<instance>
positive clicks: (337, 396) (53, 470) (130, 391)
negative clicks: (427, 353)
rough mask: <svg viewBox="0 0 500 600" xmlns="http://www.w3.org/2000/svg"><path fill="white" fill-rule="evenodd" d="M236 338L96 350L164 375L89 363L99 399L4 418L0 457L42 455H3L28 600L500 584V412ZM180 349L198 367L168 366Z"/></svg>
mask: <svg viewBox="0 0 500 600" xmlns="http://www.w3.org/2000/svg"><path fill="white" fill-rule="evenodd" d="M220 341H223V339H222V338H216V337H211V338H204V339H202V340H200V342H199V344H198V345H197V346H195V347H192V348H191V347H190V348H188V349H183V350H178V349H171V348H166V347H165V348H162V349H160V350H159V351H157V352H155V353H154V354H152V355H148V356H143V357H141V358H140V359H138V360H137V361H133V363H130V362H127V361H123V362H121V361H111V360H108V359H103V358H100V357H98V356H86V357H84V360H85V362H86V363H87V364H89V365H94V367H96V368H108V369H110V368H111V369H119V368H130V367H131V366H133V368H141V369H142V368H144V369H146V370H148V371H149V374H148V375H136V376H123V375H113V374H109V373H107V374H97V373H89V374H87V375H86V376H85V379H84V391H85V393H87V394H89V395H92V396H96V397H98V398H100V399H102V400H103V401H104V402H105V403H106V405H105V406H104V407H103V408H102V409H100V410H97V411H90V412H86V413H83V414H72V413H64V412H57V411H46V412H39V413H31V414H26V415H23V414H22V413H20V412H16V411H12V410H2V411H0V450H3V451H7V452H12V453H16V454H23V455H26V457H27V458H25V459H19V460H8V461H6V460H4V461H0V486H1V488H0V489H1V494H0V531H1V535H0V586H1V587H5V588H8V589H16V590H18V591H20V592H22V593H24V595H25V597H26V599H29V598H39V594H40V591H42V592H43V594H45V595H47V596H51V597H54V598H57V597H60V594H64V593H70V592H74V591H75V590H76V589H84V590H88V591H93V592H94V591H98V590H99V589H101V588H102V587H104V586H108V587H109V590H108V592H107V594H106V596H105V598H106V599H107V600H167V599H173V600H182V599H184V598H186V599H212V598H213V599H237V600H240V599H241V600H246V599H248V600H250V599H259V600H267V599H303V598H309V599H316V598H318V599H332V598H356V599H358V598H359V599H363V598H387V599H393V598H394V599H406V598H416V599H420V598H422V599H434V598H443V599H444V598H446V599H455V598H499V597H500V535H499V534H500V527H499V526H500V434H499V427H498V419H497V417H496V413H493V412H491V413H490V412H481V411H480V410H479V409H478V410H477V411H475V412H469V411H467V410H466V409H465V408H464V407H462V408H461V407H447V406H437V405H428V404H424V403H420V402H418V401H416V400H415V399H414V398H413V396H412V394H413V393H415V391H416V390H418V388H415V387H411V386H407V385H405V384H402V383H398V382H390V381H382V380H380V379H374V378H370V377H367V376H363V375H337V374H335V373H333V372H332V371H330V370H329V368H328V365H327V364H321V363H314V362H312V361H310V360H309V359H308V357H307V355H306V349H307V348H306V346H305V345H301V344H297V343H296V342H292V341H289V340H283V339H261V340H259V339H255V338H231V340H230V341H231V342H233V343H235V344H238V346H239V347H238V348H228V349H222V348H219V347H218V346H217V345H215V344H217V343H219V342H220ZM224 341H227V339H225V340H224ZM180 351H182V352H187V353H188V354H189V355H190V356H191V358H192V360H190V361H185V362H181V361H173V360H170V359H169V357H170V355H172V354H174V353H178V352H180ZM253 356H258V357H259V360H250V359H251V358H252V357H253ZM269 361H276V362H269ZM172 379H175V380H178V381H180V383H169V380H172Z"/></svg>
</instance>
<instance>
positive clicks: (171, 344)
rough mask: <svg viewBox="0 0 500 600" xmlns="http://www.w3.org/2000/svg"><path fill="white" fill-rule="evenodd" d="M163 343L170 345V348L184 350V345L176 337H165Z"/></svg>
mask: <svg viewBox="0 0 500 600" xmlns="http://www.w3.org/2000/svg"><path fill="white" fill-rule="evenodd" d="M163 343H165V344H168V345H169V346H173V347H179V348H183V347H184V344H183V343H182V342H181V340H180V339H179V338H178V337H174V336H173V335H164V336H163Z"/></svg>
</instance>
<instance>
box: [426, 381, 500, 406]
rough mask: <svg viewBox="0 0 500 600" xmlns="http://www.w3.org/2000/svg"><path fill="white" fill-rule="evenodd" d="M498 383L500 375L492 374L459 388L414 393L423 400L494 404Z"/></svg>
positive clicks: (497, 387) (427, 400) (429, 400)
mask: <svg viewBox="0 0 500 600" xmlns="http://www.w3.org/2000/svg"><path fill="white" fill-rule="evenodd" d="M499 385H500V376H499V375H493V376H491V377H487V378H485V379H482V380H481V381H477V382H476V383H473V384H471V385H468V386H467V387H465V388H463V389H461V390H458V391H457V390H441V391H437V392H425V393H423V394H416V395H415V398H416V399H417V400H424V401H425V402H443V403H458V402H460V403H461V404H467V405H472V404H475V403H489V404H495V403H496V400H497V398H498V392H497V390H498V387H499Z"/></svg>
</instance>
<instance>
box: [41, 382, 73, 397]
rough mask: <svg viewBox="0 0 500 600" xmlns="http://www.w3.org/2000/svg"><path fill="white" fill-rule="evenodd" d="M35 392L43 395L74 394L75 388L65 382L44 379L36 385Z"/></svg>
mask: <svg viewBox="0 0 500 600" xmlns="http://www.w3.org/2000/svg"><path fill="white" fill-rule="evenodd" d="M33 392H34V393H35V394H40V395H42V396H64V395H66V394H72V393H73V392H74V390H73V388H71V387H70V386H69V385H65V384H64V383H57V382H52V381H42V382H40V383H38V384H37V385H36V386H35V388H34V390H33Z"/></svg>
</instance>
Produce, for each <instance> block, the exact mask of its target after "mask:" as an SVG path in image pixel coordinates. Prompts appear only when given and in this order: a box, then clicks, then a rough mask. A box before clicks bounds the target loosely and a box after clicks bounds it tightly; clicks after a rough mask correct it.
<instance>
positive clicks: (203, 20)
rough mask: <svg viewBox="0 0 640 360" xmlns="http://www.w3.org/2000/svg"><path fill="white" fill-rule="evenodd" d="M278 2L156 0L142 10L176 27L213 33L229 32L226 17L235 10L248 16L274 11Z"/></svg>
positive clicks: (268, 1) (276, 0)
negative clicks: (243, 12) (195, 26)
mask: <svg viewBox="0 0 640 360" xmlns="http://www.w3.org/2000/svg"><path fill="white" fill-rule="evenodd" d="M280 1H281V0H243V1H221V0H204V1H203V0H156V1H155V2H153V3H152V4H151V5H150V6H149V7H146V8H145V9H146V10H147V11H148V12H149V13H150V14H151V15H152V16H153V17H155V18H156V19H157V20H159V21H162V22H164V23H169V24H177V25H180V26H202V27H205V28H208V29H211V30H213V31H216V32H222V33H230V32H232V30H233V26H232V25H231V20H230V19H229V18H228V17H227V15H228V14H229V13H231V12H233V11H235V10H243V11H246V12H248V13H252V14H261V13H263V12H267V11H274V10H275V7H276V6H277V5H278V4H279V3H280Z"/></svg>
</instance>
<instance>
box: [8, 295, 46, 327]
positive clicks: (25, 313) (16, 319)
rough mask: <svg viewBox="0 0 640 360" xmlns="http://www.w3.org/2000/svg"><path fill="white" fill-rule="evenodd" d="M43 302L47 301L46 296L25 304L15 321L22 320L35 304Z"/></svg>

Directions
Repeat the material above verbatim.

Response to this task
<instance>
positive clicks: (337, 396) (53, 470) (130, 391)
negative clicks: (427, 353)
rough mask: <svg viewBox="0 0 500 600" xmlns="http://www.w3.org/2000/svg"><path fill="white" fill-rule="evenodd" d="M236 338L96 350L164 375L89 363L99 399L4 418L0 457L42 455H3L28 600L500 584V412ZM180 349L198 367L168 366Z"/></svg>
mask: <svg viewBox="0 0 500 600" xmlns="http://www.w3.org/2000/svg"><path fill="white" fill-rule="evenodd" d="M220 341H223V339H222V338H216V337H211V338H204V339H202V340H200V342H199V344H198V345H197V346H195V347H192V348H191V347H190V348H188V349H183V350H178V349H171V348H166V347H165V348H162V349H160V350H159V351H157V352H155V353H154V354H152V355H148V356H143V357H141V358H140V359H138V360H137V361H133V363H130V362H127V361H123V362H121V361H111V360H108V359H103V358H100V357H98V356H86V357H84V360H85V362H86V363H87V364H89V365H94V367H96V368H108V369H110V368H111V369H119V368H130V367H131V366H133V368H141V369H142V368H144V369H146V370H148V371H149V374H148V375H136V376H123V375H113V374H109V373H107V374H97V373H89V374H87V375H86V376H85V379H84V391H85V393H87V394H89V395H92V396H96V397H98V398H100V399H102V400H103V401H104V402H105V403H106V405H105V406H104V407H103V408H102V409H100V410H97V411H90V412H86V413H83V414H72V413H64V412H57V411H46V412H39V413H31V414H26V415H23V414H22V413H20V412H16V411H12V410H2V411H0V450H3V451H7V452H12V453H16V454H23V455H26V457H27V458H25V459H19V460H8V461H6V460H4V461H0V486H1V488H0V489H1V494H0V531H1V535H0V586H1V587H5V588H8V589H16V590H18V591H20V592H22V593H24V595H25V597H26V599H29V598H39V594H40V591H42V592H43V594H45V595H47V596H51V597H54V598H57V597H60V594H64V593H70V592H74V591H75V590H76V589H84V590H88V591H93V592H94V591H98V590H99V589H101V588H102V587H104V586H108V587H109V590H108V592H107V594H106V596H105V598H106V599H107V600H167V599H173V600H182V599H184V598H186V599H212V598H213V599H237V600H240V599H241V600H246V599H248V600H250V599H259V600H267V599H303V598H309V599H316V598H318V599H332V598H356V599H358V598H359V599H363V598H387V599H393V598H394V599H406V598H416V599H420V598H422V599H434V598H443V599H444V598H446V599H455V598H499V597H500V535H499V534H500V527H499V526H500V434H499V427H498V419H497V417H496V413H493V412H491V413H490V412H481V411H480V410H479V409H478V410H477V411H475V412H469V411H467V410H466V409H465V408H464V407H462V408H461V407H447V406H437V405H428V404H424V403H420V402H418V401H416V400H415V399H414V398H413V396H412V394H413V393H415V391H416V390H418V388H415V387H411V386H407V385H405V384H402V383H398V382H390V381H382V380H380V379H374V378H370V377H367V376H363V375H337V374H335V373H333V372H332V371H330V370H329V368H328V365H327V364H321V363H314V362H312V361H310V360H309V359H308V357H307V355H306V349H307V348H306V346H305V345H301V344H297V343H296V342H292V341H289V340H283V339H261V340H259V339H255V338H231V340H230V341H231V342H233V343H235V344H238V346H239V347H238V348H228V349H222V348H219V347H218V346H217V345H215V344H217V343H219V342H220ZM224 341H227V339H225V340H224ZM180 351H182V352H187V353H188V354H189V355H190V356H191V358H192V360H190V361H185V362H181V361H173V360H170V359H169V357H170V355H172V354H174V353H178V352H180ZM253 356H258V357H259V360H250V359H251V358H252V357H253ZM269 361H276V362H269ZM172 379H175V380H178V381H180V383H169V380H172Z"/></svg>
</instance>
<instance>
positive clicks: (171, 344)
rough mask: <svg viewBox="0 0 500 600" xmlns="http://www.w3.org/2000/svg"><path fill="white" fill-rule="evenodd" d="M163 343L170 345V348L184 350V345L176 337H165Z"/></svg>
mask: <svg viewBox="0 0 500 600" xmlns="http://www.w3.org/2000/svg"><path fill="white" fill-rule="evenodd" d="M163 343H165V344H168V345H169V346H173V347H179V348H183V347H184V344H183V343H182V342H181V340H180V339H179V338H178V337H174V336H173V335H164V336H163Z"/></svg>
</instance>
<instance>
box: [426, 381, 500, 406]
rough mask: <svg viewBox="0 0 500 600" xmlns="http://www.w3.org/2000/svg"><path fill="white" fill-rule="evenodd" d="M498 383L500 375L492 374L459 388L414 393L423 400L494 404Z"/></svg>
positive clicks: (497, 387) (427, 400) (429, 400)
mask: <svg viewBox="0 0 500 600" xmlns="http://www.w3.org/2000/svg"><path fill="white" fill-rule="evenodd" d="M499 385H500V376H499V375H493V376H491V377H487V378H485V379H482V380H481V381H477V382H476V383H473V384H471V385H468V386H467V387H465V388H463V389H461V390H458V391H457V390H441V391H437V392H425V393H423V394H416V395H415V398H416V399H417V400H424V401H425V402H443V403H458V402H460V403H461V404H467V405H472V404H475V403H489V404H495V403H496V400H497V398H498V392H497V390H498V387H499Z"/></svg>
</instance>
<instance>
box: [41, 382, 73, 397]
rough mask: <svg viewBox="0 0 500 600" xmlns="http://www.w3.org/2000/svg"><path fill="white" fill-rule="evenodd" d="M35 392L43 395L74 394L75 388L65 382L44 379L36 385Z"/></svg>
mask: <svg viewBox="0 0 500 600" xmlns="http://www.w3.org/2000/svg"><path fill="white" fill-rule="evenodd" d="M33 392H34V393H35V394H40V395H42V396H64V395H66V394H72V393H73V392H74V390H73V388H71V387H70V386H69V385H65V384H64V383H57V382H52V381H42V382H40V383H38V384H37V385H36V386H35V388H34V390H33Z"/></svg>
</instance>
Produce, for each <instance> block, the exact mask of its target after "mask:" as an SVG path in image pixel coordinates. Prompts appear only when given and in this order: a box, then clicks, then a rough mask. A box before clicks bounds the target loosely and a box after clicks bounds it tightly; clicks after a rough mask correct it.
<instance>
positive clicks: (203, 20)
rough mask: <svg viewBox="0 0 640 360" xmlns="http://www.w3.org/2000/svg"><path fill="white" fill-rule="evenodd" d="M278 2L156 0L142 10L176 27L213 33L229 32L226 17L235 10L248 16L274 11Z"/></svg>
positive clicks: (268, 1) (276, 0)
negative clicks: (243, 12) (195, 26)
mask: <svg viewBox="0 0 640 360" xmlns="http://www.w3.org/2000/svg"><path fill="white" fill-rule="evenodd" d="M280 1H281V0H243V1H221V0H204V1H203V0H156V1H155V2H153V3H152V4H151V5H150V6H149V7H146V8H145V9H146V10H147V11H148V12H149V13H150V14H151V15H152V16H153V17H155V18H156V19H157V20H159V21H162V22H164V23H169V24H177V25H180V26H202V27H205V28H208V29H211V30H213V31H216V32H222V33H230V32H232V30H233V26H232V25H231V20H230V19H229V18H228V17H227V15H228V14H229V13H231V12H233V11H235V10H243V11H246V12H248V13H252V14H261V13H263V12H267V11H274V10H275V7H276V6H277V5H278V4H279V3H280Z"/></svg>
</instance>
<instance>
box: [8, 295, 46, 327]
positive clicks: (25, 313) (16, 319)
rough mask: <svg viewBox="0 0 640 360" xmlns="http://www.w3.org/2000/svg"><path fill="white" fill-rule="evenodd" d="M43 302L47 301L46 296L25 304L15 321L22 320L35 304Z"/></svg>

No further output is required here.